LISTED ENTRIES

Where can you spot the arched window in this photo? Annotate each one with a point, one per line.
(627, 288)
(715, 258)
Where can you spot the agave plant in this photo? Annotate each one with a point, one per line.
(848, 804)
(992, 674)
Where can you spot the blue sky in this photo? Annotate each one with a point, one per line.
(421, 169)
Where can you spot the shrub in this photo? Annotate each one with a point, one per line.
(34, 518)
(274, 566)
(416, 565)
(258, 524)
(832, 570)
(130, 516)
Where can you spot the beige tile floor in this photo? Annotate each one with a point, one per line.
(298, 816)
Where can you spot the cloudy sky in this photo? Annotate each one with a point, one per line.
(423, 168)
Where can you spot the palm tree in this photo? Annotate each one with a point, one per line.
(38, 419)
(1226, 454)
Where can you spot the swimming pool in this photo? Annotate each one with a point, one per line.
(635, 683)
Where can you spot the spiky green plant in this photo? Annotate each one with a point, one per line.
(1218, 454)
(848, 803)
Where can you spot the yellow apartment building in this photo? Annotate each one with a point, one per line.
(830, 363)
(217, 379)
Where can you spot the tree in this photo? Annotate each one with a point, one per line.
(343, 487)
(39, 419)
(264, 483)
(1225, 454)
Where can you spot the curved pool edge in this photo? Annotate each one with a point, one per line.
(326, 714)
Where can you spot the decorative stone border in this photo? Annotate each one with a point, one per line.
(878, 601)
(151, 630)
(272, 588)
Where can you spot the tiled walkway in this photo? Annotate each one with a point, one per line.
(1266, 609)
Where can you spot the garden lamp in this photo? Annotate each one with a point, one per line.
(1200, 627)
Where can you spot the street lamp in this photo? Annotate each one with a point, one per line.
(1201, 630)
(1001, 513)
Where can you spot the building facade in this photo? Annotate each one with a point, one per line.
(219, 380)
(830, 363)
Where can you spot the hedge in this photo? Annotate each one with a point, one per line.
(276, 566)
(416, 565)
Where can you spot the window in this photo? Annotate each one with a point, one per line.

SET TASK
Reproduce all of the records above verbatim, each on its own line and in the original order.

OUTPUT FOR THIS EXERCISE
Where can you spot the arched window in this photo? Annotate each one with a point, one per line.
(627, 288)
(715, 258)
Where can you spot the agave plant in this photo? Annotate each one with a point, one per line.
(848, 804)
(992, 674)
Where can you spot the blue sky in this photo? Annotate each one with a point, one per line.
(421, 169)
Where can you spot the shrub in this photo? Annotate each one with a point, one per line.
(34, 518)
(274, 566)
(416, 565)
(258, 524)
(832, 570)
(130, 516)
Where can you spot the beige tile floor in this photo? Annotate each one with a point, one per line.
(298, 816)
Where can you spot the cloudy sky in this photo? Annotate each one with a point, one per line.
(423, 168)
Where can you spot the palm tree in this photo? Annotate each one with a point, one per line.
(38, 419)
(1226, 454)
Where can you spot the swimming pool in this photo? Annotate each one with a point, one per line.
(635, 683)
Where can you spot the spiky green plant in this photo? Annotate each one with a point, one per line.
(1218, 454)
(848, 803)
Where can you spot the yellow apartment building in this photo? Annotate each one with a point, one per line.
(830, 363)
(217, 379)
Where can you spot the tree in this photo? Annotate each one with a point, one per line.
(343, 487)
(39, 419)
(264, 483)
(1225, 454)
Where can you spot the curved pool edge in this photo? Annotate each one with a point, one per line.
(326, 714)
Where can you spot the decorative stone border in this photo? Annotate each one with a point, one per line.
(878, 601)
(151, 630)
(272, 588)
Where can you spot the tiled walkway in this photo? Annotate each one with a point, one per line.
(1266, 609)
Where can you spot the garden lamp in this photo? Annotate each one with a point, one per line.
(1200, 627)
Where can you spot the street lamp in this photo? Annotate each one with a point, one per line.
(1201, 630)
(1001, 513)
Where can you spot the building facade in this photo? Annotate each one with a point, one per line.
(219, 380)
(830, 363)
Where can you spot the hedge in this photo? Annotate each one with a point, one per line.
(276, 566)
(416, 565)
Where can you spot the window in this photo? Annotate each one with a point, one per line.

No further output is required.